• [Yapılacaklar]
**1.** Boğaziçi yazısında, içinde "Normal öğrenci tabii…" geçen sözlerle açılıp "şeyi neden yapsın?" ile kapanan kısmı yazdır.
**2.** Boğaziçi yazısında adı geçen bütün kişileri sırala.
**3.** Boğaziçi yazısına göre Cyrus Hamlin, okulu Rumeli Hisarı'nın üst kısmına neden kurduğunu nasıl anlatıyor? En fazla üç cümleyle yaz.

• [Alıntılanan yazı]
Taksim’de kurgulanan Gezi Olaylarının benzeri Boğaziçi Üniversitesi’nde sahneleniyor. Edebiyatçı dostlarım Duran Çetin ve Vedat Sağlam ile Gezi olayları sırasında Taksim’e gitmiş, olayların seyrini yakından takip etmiştik.
Tam ibretlik vatan hainliği sahneleniyordu. Parktaki yürüyüş kolunda İngilizce pankartlar taşındığını, yürüyüş yapanların Avrupalı olduğunu gördük.
O günlerde Frankfurt’tan her gün sabah uçak kaldırıldığını, Gezi’ye adam taşındığını, akşama uçakla döndüklerini havaalanında çalışan bir arkadaşım anlatmıştı.
İçişleri Bakanı Süleyman Soylu’nun açıklamasına göre; Boğaziçi Üniversitesi önünde eylem yaparken gözaltına alınan 159 kişiden 102’si bu üniversitenin öğrencisi değil. 15 tanesi üniversite öğrencisi değil, sadece 50 öğrenci bu üniversitenin öğrencisi.
Üniversite rektörü, öğrencilerinin aldığı eğitimin kalitesini etkilemez. Normal bir öğrencinin hiçbir zaman rektörle işi olmaz. Öğrenci hocalarını görür, onları dinler, dersini çalışır, araştırmalar yapar ve hayata hazırlanıp mezun olur.
Normal öğrenci tabii…
ABD misyoneri Dr. Cyrus Hamlin ve Fransız Yahudisi Rhinelander Robert’in kurduğu kolejde farklı öğrenciler bulunabilir. Bu okul, ülkeye faydalı olsun, yetişen evlatlar milletimize hizmet etsin diye kurulmadı. ABD misyoneri böyle bir şeyi neden yapsın?
Cyrus Hamlin niçin mi bu okulu kurdu?
Anlatayım.
Fatih Sultan Mehmet Han’ın yaptırdığı Boğaz’a nazır Rumeli Hisarı’nın üst kısmına okul kuran misyoner Cyrus Hamlin der ki:
“Müslümanlar İstanbul’u fethetmek için buraya hisar yaptılar. Ben de onları yıkmak için buraya okul açacağım.”
Dr. Nurettin Topçu, Misyoner Hamlin’in şöyle dediğini nakleder:
“Fatih’in İstanbul’u aldığı surlardan bu milletin kültürünü fethedeceğim.”

• [Verilen liste]
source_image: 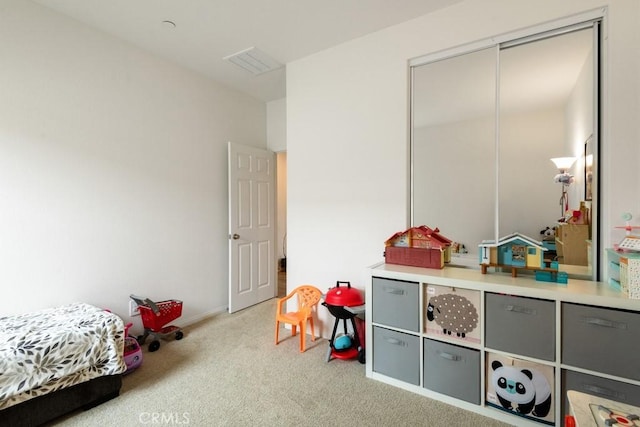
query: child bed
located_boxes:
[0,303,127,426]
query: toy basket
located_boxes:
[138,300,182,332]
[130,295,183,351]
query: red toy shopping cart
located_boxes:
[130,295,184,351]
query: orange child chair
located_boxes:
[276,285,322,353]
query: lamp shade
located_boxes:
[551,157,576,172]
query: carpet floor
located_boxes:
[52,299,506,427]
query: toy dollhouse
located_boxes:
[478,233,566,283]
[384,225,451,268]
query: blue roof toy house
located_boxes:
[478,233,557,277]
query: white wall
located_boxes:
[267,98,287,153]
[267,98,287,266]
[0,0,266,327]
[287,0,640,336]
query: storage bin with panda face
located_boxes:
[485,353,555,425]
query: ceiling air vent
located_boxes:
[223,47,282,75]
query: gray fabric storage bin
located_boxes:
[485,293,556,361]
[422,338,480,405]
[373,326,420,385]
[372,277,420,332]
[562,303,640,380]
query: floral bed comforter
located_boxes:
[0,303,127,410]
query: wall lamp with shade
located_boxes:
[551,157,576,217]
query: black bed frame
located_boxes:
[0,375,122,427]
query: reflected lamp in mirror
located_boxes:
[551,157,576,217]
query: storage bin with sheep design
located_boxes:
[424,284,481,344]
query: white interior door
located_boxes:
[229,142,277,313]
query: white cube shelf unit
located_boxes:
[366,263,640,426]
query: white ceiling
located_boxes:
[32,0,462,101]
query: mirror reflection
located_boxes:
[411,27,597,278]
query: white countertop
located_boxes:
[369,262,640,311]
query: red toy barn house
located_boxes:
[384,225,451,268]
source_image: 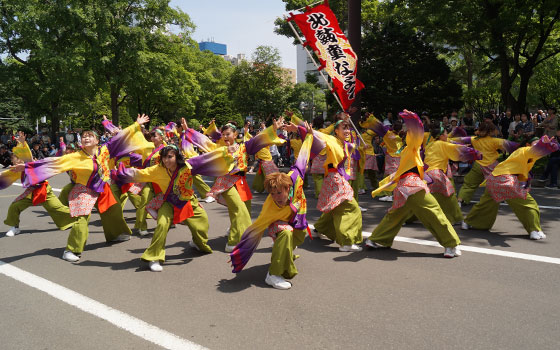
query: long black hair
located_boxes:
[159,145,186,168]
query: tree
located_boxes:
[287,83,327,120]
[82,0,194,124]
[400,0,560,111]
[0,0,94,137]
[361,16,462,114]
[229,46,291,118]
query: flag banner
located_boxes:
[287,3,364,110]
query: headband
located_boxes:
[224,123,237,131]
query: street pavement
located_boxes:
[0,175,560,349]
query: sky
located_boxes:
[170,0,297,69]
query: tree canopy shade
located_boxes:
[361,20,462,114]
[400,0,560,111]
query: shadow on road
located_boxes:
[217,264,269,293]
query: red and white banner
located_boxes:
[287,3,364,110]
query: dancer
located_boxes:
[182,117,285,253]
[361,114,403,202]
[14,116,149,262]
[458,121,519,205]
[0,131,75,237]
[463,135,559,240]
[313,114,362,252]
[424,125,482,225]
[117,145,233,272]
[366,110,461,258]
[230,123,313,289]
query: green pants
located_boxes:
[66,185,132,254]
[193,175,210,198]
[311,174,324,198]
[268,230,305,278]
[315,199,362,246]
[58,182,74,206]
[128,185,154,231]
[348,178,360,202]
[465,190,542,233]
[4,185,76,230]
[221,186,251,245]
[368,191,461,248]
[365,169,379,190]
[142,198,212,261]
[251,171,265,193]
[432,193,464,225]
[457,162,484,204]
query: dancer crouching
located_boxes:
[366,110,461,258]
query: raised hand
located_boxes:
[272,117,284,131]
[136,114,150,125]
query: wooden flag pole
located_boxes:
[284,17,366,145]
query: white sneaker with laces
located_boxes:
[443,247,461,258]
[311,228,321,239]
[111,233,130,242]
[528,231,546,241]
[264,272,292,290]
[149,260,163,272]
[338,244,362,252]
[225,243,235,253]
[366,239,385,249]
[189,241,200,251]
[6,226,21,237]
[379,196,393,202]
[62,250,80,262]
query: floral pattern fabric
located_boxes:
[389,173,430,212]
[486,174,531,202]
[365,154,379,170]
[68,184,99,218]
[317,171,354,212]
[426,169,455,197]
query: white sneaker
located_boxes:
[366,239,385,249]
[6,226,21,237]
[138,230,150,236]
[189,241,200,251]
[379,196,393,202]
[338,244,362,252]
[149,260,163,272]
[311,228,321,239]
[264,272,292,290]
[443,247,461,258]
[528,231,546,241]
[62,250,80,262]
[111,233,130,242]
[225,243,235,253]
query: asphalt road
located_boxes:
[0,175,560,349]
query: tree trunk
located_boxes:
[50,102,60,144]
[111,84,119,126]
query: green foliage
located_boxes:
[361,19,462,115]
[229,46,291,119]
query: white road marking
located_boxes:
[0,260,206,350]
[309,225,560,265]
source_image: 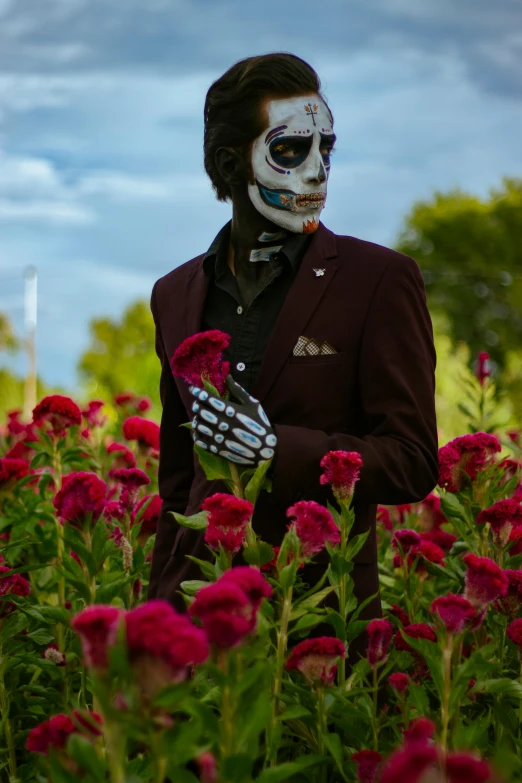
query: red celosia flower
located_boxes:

• [Cevap listesi]
**1.**
Normal öğrenci tabii…
ABD misyoneri Dr. Cyrus Hamlin ve Fransız Yahudisi Rhinelander Robert’in kurduğu kolejde farklı öğrenciler bulunabilir. Bu okul, ülkeye faydalı olsun, yetişen evlatlar milletimize hizmet etsin diye kurulmadı. ABD misyoneri böyle bir şeyi neden yapsın?

**2.**
- Duran Çetin
- Vedat Sağlam
- Süleyman Soylu
- Cyrus Hamlin
- Rhinelander Robert
- Fatih Sultan Mehmet Han
- Nurettin Topçu

**3.** Hamlin'in söylediği aktarılan sözlere göre Müslümanlar İstanbul'u fethetmek için oraya hisar yapmıştı. O da onları yıkmak için oraya okul açacağını söylüyor. Nurettin Topçu'nun aktardığına göre de Fatih'in İstanbul'u aldığı surlardan bu milletin kültürünü fethedeceğini söylemiş.